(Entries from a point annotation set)
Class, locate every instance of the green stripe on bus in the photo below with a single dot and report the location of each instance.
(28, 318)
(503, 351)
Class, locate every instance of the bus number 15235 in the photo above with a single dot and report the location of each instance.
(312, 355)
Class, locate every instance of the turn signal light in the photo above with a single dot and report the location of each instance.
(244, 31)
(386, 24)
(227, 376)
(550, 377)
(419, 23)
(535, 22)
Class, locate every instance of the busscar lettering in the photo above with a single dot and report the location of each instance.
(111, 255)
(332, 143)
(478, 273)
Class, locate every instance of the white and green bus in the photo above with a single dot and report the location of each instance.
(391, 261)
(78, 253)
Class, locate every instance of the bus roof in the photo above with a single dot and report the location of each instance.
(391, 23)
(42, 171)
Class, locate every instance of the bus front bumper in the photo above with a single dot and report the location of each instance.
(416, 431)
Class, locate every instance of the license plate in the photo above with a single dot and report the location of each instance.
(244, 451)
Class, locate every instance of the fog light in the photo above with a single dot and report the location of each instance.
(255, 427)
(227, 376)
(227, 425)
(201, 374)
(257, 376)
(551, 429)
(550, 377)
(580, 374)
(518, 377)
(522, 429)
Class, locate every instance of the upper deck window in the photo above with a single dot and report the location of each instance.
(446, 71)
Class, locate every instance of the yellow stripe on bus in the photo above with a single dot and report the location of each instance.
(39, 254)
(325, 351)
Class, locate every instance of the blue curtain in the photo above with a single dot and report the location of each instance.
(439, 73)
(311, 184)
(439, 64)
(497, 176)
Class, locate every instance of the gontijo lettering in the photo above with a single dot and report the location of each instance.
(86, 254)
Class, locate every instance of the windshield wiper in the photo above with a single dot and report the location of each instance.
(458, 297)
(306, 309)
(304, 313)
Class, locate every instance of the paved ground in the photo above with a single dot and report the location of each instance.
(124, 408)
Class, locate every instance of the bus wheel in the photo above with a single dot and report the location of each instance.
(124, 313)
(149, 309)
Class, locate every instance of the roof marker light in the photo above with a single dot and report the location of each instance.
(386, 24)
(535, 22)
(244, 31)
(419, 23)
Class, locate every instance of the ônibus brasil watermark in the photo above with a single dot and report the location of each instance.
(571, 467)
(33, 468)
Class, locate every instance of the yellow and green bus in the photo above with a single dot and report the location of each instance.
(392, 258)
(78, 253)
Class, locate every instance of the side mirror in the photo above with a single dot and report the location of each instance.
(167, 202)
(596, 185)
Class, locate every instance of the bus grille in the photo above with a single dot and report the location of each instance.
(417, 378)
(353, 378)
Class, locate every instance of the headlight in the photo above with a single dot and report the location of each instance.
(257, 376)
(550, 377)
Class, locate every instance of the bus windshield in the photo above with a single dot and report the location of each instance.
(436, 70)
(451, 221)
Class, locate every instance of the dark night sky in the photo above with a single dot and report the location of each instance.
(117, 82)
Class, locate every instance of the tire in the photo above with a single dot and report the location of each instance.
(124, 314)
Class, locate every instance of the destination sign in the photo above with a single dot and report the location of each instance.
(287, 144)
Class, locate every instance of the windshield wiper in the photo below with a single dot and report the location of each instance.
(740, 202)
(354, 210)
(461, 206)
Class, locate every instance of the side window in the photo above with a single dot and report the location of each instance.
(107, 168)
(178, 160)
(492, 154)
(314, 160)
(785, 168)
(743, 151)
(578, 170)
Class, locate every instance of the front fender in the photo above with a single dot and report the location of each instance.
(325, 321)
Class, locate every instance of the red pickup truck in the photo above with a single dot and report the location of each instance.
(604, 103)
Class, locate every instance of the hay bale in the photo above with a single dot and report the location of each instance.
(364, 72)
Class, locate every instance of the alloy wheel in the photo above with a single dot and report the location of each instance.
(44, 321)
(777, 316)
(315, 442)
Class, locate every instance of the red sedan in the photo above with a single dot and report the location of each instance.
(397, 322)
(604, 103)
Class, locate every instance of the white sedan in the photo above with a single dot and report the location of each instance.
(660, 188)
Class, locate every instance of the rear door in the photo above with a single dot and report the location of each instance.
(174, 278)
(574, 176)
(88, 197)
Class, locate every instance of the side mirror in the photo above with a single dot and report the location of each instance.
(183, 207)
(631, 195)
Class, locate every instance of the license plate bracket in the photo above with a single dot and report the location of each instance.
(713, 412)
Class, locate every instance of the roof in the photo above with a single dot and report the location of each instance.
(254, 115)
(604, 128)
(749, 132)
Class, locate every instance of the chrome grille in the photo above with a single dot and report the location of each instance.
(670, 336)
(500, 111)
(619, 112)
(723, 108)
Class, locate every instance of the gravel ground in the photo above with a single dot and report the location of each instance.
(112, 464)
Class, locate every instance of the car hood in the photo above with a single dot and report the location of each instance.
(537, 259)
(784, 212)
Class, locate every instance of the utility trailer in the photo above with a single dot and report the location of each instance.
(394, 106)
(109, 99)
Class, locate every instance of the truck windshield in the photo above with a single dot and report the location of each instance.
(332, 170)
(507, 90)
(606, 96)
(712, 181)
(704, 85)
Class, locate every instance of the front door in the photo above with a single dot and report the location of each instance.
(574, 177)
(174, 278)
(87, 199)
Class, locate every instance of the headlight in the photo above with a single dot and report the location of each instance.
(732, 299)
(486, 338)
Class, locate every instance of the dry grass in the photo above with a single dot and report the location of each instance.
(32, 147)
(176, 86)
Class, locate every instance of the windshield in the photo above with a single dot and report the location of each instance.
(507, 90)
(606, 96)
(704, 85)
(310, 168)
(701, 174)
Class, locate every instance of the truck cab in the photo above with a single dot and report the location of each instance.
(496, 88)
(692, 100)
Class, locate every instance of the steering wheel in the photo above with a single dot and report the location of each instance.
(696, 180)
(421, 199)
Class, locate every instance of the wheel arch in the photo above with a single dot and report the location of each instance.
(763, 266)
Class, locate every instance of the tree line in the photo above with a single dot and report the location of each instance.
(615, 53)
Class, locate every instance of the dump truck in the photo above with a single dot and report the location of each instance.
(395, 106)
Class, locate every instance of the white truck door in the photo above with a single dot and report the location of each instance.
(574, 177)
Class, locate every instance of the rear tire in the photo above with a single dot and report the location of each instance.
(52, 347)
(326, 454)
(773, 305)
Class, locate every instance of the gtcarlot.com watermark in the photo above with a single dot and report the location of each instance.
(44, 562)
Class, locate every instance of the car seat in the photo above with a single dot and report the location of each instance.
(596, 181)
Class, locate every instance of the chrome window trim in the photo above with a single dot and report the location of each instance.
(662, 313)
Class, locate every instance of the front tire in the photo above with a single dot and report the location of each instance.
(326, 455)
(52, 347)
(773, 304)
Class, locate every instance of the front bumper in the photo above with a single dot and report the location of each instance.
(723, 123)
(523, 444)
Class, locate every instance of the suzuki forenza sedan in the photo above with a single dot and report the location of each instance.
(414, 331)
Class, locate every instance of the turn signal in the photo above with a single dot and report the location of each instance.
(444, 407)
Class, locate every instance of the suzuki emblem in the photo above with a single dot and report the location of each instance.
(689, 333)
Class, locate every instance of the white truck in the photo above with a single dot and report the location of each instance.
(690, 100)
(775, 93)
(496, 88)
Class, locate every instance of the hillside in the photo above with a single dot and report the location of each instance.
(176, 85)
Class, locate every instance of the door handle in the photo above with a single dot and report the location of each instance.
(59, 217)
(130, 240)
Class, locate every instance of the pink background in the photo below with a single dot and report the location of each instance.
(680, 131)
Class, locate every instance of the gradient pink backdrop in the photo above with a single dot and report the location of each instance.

> Stated goal
Take the entries above and transcribe them exactly.

> Output for this task
Class, locate every instance of the green stripe on bus in the photo below with a single dot and report the location of each instance.
(28, 318)
(503, 351)
Class, locate every instance of the bus number 15235 in the photo above with a single dot and report the location of each instance.
(312, 355)
Class, locate every instance of the turn signal light in the photo above with a single dot and report the location of each instance.
(244, 31)
(386, 24)
(227, 376)
(550, 377)
(419, 23)
(535, 22)
Class, locate every instance of the busscar lettering in the photo above with a single dot and report the location of each instance.
(111, 255)
(332, 143)
(478, 273)
Class, locate every instance of the white and green bus in the photo above with a single dot and report the location of each instance.
(391, 261)
(78, 253)
Class, locate every instance of the bus roof in the photo above with a single dot and report the location of each instance.
(391, 23)
(42, 171)
Class, locate every instance of the bus front bumper in the photo above with a single dot and report the location of each instance.
(416, 431)
Class, locate every instance of the license plate in the photo above with a single dot and report the location of each instance.
(244, 451)
Class, locate every instance of the fog light in the photo above with a single dot and report the location of each instance.
(255, 427)
(227, 376)
(227, 425)
(201, 374)
(257, 376)
(551, 429)
(550, 377)
(580, 374)
(518, 377)
(522, 429)
Class, locate every instance of the upper deck window in the photo above with a single dot and report the location of each instance.
(446, 71)
Class, locate every instance of the yellow stripe on bus in the photo above with a single dot and report the location of each instance.
(39, 254)
(325, 351)
Class, locate every instance of the blue curtain in the photo above with a single dot and report the location of each instance.
(439, 73)
(311, 184)
(439, 64)
(497, 176)
Class, locate every instance of the gontijo lettering in the photo above with a single dot and report the location of each instance.
(86, 254)
Class, locate every instance of the windshield wiper in the photo above with a single dot and report the location of each instance.
(458, 297)
(306, 309)
(304, 313)
Class, locate every instance of the paved ground in the photo above with a single dot and report the location of each instance.
(124, 408)
Class, locate every instance of the bus wheel in the photo above with a single dot and report the location of each instance.
(124, 313)
(149, 309)
Class, locate every instance of the roof marker light in the photo above with a single dot and report the location of each instance.
(386, 24)
(535, 22)
(244, 31)
(419, 23)
Class, locate every instance of the ônibus brasil watermark in the photo above with a single dot and report the location of each instance.
(571, 467)
(33, 468)
Class, locate every instance of the yellow and green bus in the photo above with a single dot and report the location of each instance.
(392, 258)
(78, 253)
Class, locate every instance of the side mirror in the photo above with a single dot and report the location of each instance.
(167, 202)
(596, 185)
Class, locate every instance of the bus grille in the photo above with a single dot and report the location of each instance.
(417, 378)
(353, 378)
Class, locate every instance of the headlight in the photo above with a single dot and report the location of each instance.
(257, 376)
(550, 377)
Class, locate every instance of the bus windshield in the photo above with a single dot and report the location of each instance.
(436, 70)
(451, 221)
Class, locate every instance of the dark night sky in the photo above with a single dot and report the location of each instance.
(117, 82)
Class, locate every instance of the tire in the photo above with a single dot and report the location of each instance.
(124, 314)
Class, locate every instance of the destination sign in the photo above with a single dot and report the location of each instance.
(287, 144)
Class, locate every instance of the windshield wiper in the photo below with a single dot and report the location of each instance.
(740, 202)
(354, 210)
(461, 206)
Class, locate every instance of the side window in the photo above with a single dot and report the location of each instance.
(107, 168)
(178, 160)
(492, 154)
(314, 160)
(785, 168)
(743, 151)
(578, 170)
Class, locate every instance of the front fender in the photo above with a single dot and report the location of each instance.
(325, 321)
Class, locate every instance of the red pickup truck in the photo above with a single dot and report the location of each instance.
(604, 103)
Class, locate every instance of the hay bale in the photo above with a single dot and report the location of each instance.
(364, 72)
Class, locate every instance of the alloy wheel in the photo above with a single dot and report the location of each instance.
(44, 321)
(777, 316)
(315, 442)
Class, locate every instance of the red sedan in the photo above with a single dot and report the location of each instance.
(397, 322)
(604, 103)
Class, locate every instance of the white sedan in the photo above with a single dot and report the location of each instance.
(660, 188)
Class, locate every instance of the rear door in the photo above with a single dot and report the location of each instance.
(174, 278)
(574, 176)
(88, 197)
Class, locate every instance of the side mirror in the photo above with a single dot and report the location of each instance.
(183, 207)
(631, 195)
Class, locate every instance of the license plate bracket in the photo above with a single dot and report the location of each instance.
(713, 412)
Class, locate every instance of the roof in the photo above with a single dot and report the location of each instance.
(254, 115)
(604, 128)
(749, 132)
Class, locate every instance of the chrome grille in the photo above with a single dot and report the location of each instance.
(670, 336)
(500, 111)
(619, 112)
(723, 108)
Class, locate every instance of the gravel ground in the photo above with a single dot and report the location of each instance.
(112, 464)
Class, locate every instance of the car hood in the photo above with a single dot and report the location of each instance.
(537, 259)
(784, 212)
Class, locate every instance of the utility trailer in the photo above with a single dot and report the location of each instance.
(394, 106)
(109, 99)
Class, locate every instance of the truck windshield in the photo above with a single dot and report the location of each instance.
(332, 170)
(507, 90)
(606, 96)
(712, 181)
(704, 85)
Class, locate every instance of the front door in the photo above with a single dot and report the location of each instance.
(574, 177)
(174, 278)
(87, 199)
Class, locate every instance of the headlight in the photo above with a single dot and report the location of each instance.
(732, 299)
(486, 338)
Class, locate every instance of the dry grass in the photo above with a single dot and report the location of each instance.
(32, 147)
(176, 86)
Class, locate every instance of the windshield in the photo above with a single dot and report the location of each instance.
(507, 90)
(606, 96)
(704, 85)
(310, 168)
(701, 174)
Class, locate every instance of the truck cab in the photo above with a single dot and report the location of each instance.
(496, 88)
(692, 100)
Class, locate every instance of the steering wheel in the photo above with a single dot and report the location of each instance.
(696, 180)
(421, 199)
Class, locate every instance of the wheel arch in the photo above with a single dot and report the location of each instance.
(763, 266)
Class, locate every instance of the tree line in the photo above with a single dot and report the location of each instance.
(615, 53)
Class, locate every instance of the dump truck in the photo above with a single dot and report the location of each instance.
(395, 106)
Class, locate every instance of the white truck door in the photo above with a single dot and report the location of each instance.
(574, 177)
Class, locate every instance of the rear tire in the photo above with a single dot and report the location of each instance.
(52, 347)
(326, 454)
(773, 305)
Class, locate every instance of the gtcarlot.com watermark in the photo above with a single dot and report the location of each instance.
(44, 562)
Class, locate every instance of the car seat in the photo above with a single dot and report the location of each instance.
(596, 181)
Class, locate every instance of the chrome window trim in the photo above with a single dot and report the location of each instance.
(662, 313)
Class, locate every instance of the front tire in the photo above with a single dot and report the location of each instance.
(326, 455)
(52, 347)
(773, 304)
Class, locate every instance of the front bumper in the photo above with a single dot and report the location of each instance.
(723, 123)
(523, 444)
Class, locate every instance of the suzuki forenza sedan in the photo above with a single dot and report the location of each instance.
(414, 331)
Class, locate every instance of the turn signal in the photo above with a single dot and report the location of each instance.
(444, 407)
Class, locate every instance of the suzuki emblem in the photo above with a single dot and report the location of each instance.
(689, 333)
Class, locate every instance of the white truck in the photo above with a single dot and report the location of each instance.
(690, 100)
(775, 93)
(496, 88)
Class, locate every instance of the hillside in the photo above with a single dot and report the location of each instance.
(176, 85)
Class, locate every instance of the door handle in the photo above with a single dot and report the location of each instance.
(59, 217)
(130, 240)
Class, locate every instance of the pink background in the photo below with a single dot and report the location of each instance.
(680, 131)
Class, locate every instance of the gradient pink backdrop in the photo above with a single dot and report the location of each instance.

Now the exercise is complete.